> _DOCUMENT TEXT_
The journey began as all do – with an idea. An inconsequential, ethereal thought, a suggestion that gradually built momentum into a tangible entity with force of its own to sweep one along until it becomes reality.
The idea was spawned several years ago, concocted in the mind of a son of Vail, who outgrew the big, 14,000-foot plus mountains of his native state after climbing them all in high school, then again in a span of forty days despite a two-week interlude in Russia, and yet again with an overnight bag strapped to his back, sleeping at their apexes and telling the story in 2012’s book Sleeping On The Summits.
Dr. Jon Kedrowski is a man with ideas as grandiose as the peaks he parlays into unique experiences through lenses all his own, lenses that have shifted their gaze to the wilds of the California 14ers and the volcanoes of the Cascades that form the northeast rim of the Ring of Fire in a legendary land of Pacific Northwest lore.
Perhaps nowhere is this lore more ensconced than on the shoulders of northern Oregon’s Mt. Hood, the sentinel standing guard over Portland, a mountain that helped forge North America’s love affair with skiing and served as a springboard and cause de célèbre for pushing the country past the Depression with the construction of the WPA and CCC’s Timberline Lodge.
But yet again we get ahead of ourselves.
Over lunch in early spring as Kedrowski outlined his plans for his #SleepingOnTheSummits2 Tour, hastily made plans for us to unite in mid-May were laid. The sort of commitment you craft out of civility, but then gained possibility and weight as Kedrowski’s tour unfolded, with one peak after another on his northerly journey playing host to his high-country bivvy and the images and tales rolled in, forcing an inevitability to our joining him—to see for ourselves what so inspired him about experiencing these mountains differently.
And so for several days leading up to our departure we hastily gathered the necessities of camping in a place where no person is meant to live. A place that claimed the life of Father Robert J. Cormier on May 13, who tumbled 1,000-feet down the north face of the mountain after summiting solo ahead of his group. A fact that gave us pause and focus as we gathered crampons, ice axes, and dehydrated meals.
The mission began to truly take focus through blurry, lidded eyes as the alarm broke the fog of sleep at 3 am on May 16. Feet trudged methodically through motions to the rolling lodge of a Chevy Tahoe, Kedrowski’s intermittent home between summit pushes, and onwards to the parking lot of the Timberline Lodge.
Used to the downward pull of gravity through the courtesy of chairlifts, the upward push on the flanks of Timberline’s slopes, still blanketed with the massive sculptures of freestyle progression that is Snowboarder’s Superpark, felt like a trip through the looking glass.
Reflecting on how ideas of fun and human progression evolve over a lifetime, we trudged ever upwards on the low angle terrain, fodder for younger versions of ourselves to spray with snow and wonder what in the hell would compel a person to forsake a perfectly good chairlift to slog upwards when perfect jumps await mere yards away.
But onwards we trekked and gradually the angle began to lift under our feet, and as we peeled our eyes from the drudgery directly beneath us, the landscape unfolded into a detail that from even the top of the Palmer lift seems impossible.

> _SHORT PROBLEM 1_
In the Mt. Hood climbing account, at what time did the alarm go off on May 16?

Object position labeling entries

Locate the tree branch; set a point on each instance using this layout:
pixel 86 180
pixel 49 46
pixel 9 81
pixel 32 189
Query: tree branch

> _SHORT PROBLEM 2_
Put every line of the listing above into a numbered list, leaving out any blank lines.

> _COMPLETE ANSWER 1_
3 am

> _COMPLETE ANSWER 2_
1. Locate the tree branch; set a point on each instance using this layout:
2. pixel 86 180
3. pixel 49 46
4. pixel 9 81
5. pixel 32 189
6. Query: tree branch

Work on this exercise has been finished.